> _SUPPLIED PASSAGE_
* * * * * * *
The Origin of: Orcs

They wage war across Middle Earth, servants of Sauron; they build alliances with demons, then shirk them to build a political dominion over the World of Warcraft; they serve deities and try to remember their heritage in Skyrim; they haunt the mountains and wild places, fighting among themselves until the day comes that a leader unites them to plunder human settlements in Warcraft. They are the orcs.

But really, who are they? Where did they come from?

Daniel Greene, a Youtuber and specialist in reviewing fantasy fiction, claims that orcs arrived in our collective unconsciousness from the work of J. R. R. Tolkien, in his magnum opus, the Lord of the Rings (see the bottom of the article for links). And while he may have a point about there being no ‘orcs’ as we would recognise them today before that, he has missed some important clues I feel.

Apart from writing the Hobbit, the Lord of the Rings and other tales, Tolkien was a linguist. He spent years developing the language the elves spoke in Lord of the Rings. He translated Beowulf into English. He was not just a student of language, not just a doctor of it, but a professor of ancient languages. Words were his passion. And as someone who could speak multiple languages, he could draw from those to inform his choices in fantasy fiction.

He was almost certainly aware of the Roman god, Orcus, who ruled the Underworld. And as a Professor of Anglo-Saxon, he knew that orcneus meant a monster in those tongues. He knew than, at a time when the bow was being replaced with pikes and muskets, the word orc derived from either of these roots and had become a synonym to ogre in common parlance.

If one were to google, they might also discover:

Orc is from Old English orcneas, which appears in the epic poem Beowulf, and refers to one of the races who are called the offspring of Cain during the initial description of Grendel(“Þanon untydras ealle onwocon,/eotenas ond ylfe, ond orcneas”, ll. 111–112). In a letter of 1954 Tolkien gave orc as “demon” and claimed he used the word because of its “phonetic suitability”—its similarity to various equivalent terms in his Middle-earth languages.[1] In an essay on Elven languages, written in 1954, Tolkien gives meaning of ‘orc’ as “evil spirit or bogey” and goes on to state that the origin of the Old English word is the Latin name Orcus—god of the underworld.[2]

Wikipedia – Orc (Middle Earth) entry, current on the 2nd September, 2019

The Hobbit was published in 1937 but even then, the Orcs that we know and love didn’t quite exist yet. However, the word ‘orc’ does appear in the name of the Goblin Cleaver, the sword found in the troll cave. It is called Orcrist in the language of Gondolin. In no other part of the Hobbit is the word ‘Orc’ used for any race.

In 1954, the first instalment of the Lord of the Rings came out and poor Boromir was killed, and Orcs cemented themselves in the public unconscious form that point on.
* * * * * * *
> _PROVIDED RECORDS_
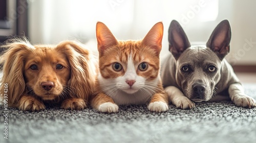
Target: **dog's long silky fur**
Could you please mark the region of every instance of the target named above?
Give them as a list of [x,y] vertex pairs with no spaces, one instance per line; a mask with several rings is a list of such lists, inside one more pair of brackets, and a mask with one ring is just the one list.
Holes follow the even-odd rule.
[[[70,65],[69,67],[70,78],[67,82],[67,85],[64,85],[68,89],[59,95],[58,99],[54,100],[80,98],[84,100],[87,104],[86,107],[87,106],[89,96],[92,94],[94,87],[97,66],[95,64],[95,58],[90,51],[85,48],[83,44],[75,41],[64,41],[55,46],[33,46],[26,38],[8,40],[1,46],[1,48],[7,50],[0,59],[0,63],[3,64],[3,77],[0,81],[0,101],[4,100],[5,84],[6,83],[8,84],[8,106],[18,107],[22,97],[29,96],[24,77],[26,58],[30,53],[41,52],[40,55],[46,54],[43,51],[36,51],[36,46],[54,48],[57,52],[63,53]],[[70,103],[73,104],[72,101]],[[71,108],[76,109],[75,107]],[[32,110],[36,110],[32,109]]]

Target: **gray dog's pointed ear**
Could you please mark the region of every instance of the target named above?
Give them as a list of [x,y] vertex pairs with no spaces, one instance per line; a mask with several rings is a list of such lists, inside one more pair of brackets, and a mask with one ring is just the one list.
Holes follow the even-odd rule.
[[231,40],[231,28],[227,20],[221,21],[215,28],[206,43],[206,46],[214,51],[222,60],[229,52]]
[[168,34],[169,51],[177,60],[180,55],[190,46],[190,43],[183,29],[175,20],[170,22]]

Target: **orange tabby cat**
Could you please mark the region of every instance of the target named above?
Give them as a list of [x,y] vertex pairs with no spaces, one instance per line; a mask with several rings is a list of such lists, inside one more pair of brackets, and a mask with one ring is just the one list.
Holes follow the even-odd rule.
[[168,107],[159,75],[159,54],[163,26],[155,25],[142,40],[118,41],[103,23],[96,25],[99,70],[97,93],[92,106],[100,112],[116,112],[118,105],[150,102],[148,109]]

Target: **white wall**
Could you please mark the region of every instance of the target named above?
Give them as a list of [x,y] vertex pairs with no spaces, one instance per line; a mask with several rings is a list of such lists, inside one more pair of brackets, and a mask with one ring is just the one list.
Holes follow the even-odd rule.
[[[156,22],[164,26],[161,54],[168,52],[172,20],[183,27],[192,42],[205,43],[224,19],[232,30],[233,64],[256,65],[256,1],[34,0],[29,7],[29,35],[33,43],[55,44],[78,39],[96,49],[95,25],[104,22],[117,39],[143,38]],[[248,44],[248,41],[252,41]],[[253,41],[255,41],[254,43]]]

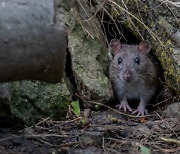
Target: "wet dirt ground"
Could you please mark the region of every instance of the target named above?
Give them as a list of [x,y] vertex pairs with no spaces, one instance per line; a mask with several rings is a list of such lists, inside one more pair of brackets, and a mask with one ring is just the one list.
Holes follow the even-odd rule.
[[108,109],[64,121],[0,129],[0,154],[178,154],[180,121],[160,112],[145,118]]

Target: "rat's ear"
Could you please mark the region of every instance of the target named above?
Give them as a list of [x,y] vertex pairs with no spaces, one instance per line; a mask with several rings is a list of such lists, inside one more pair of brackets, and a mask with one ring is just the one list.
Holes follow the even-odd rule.
[[121,50],[121,43],[119,42],[119,40],[117,38],[112,39],[109,43],[109,51],[115,55],[117,53],[119,53]]
[[151,50],[151,43],[149,41],[141,41],[141,43],[138,46],[138,50],[143,54],[148,54]]

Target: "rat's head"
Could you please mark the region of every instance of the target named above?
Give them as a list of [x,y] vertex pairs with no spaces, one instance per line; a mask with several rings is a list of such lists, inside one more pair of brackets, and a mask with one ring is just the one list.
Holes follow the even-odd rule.
[[113,56],[111,66],[118,78],[130,83],[143,77],[149,65],[147,54],[151,45],[148,41],[142,41],[139,45],[122,45],[118,39],[113,39],[109,48]]

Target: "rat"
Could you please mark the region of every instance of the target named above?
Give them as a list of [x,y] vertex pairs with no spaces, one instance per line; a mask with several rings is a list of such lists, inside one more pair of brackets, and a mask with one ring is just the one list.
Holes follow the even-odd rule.
[[[146,106],[158,84],[156,67],[149,57],[150,49],[151,44],[146,40],[138,45],[128,45],[115,38],[109,43],[109,78],[119,103],[116,107],[137,116],[147,113]],[[133,99],[139,100],[135,111],[128,104],[128,100]]]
* * * * * * *
> _WORK INSTRUCTIONS_
a – Reproduce verbatim the portion of the article on the origin of orcs starting at "The Origin of: Orcs" and ending at "are the orcs.".
b – In the article on the origin of orcs, what name is given, in the language of Gondolin, to the sword found in the troll cave?

> _EXPECTED RESULTS_
a –
The Origin of: Orcs

They wage war across Middle Earth, servants of Sauron; they build alliances with demons, then shirk them to build a political dominion over the World of Warcraft; they serve deities and try to remember their heritage in Skyrim; they haunt the mountains and wild places, fighting among themselves until the day comes that a leader unites them to plunder human settlements in Warcraft. They are the orcs.

b – Orcrist.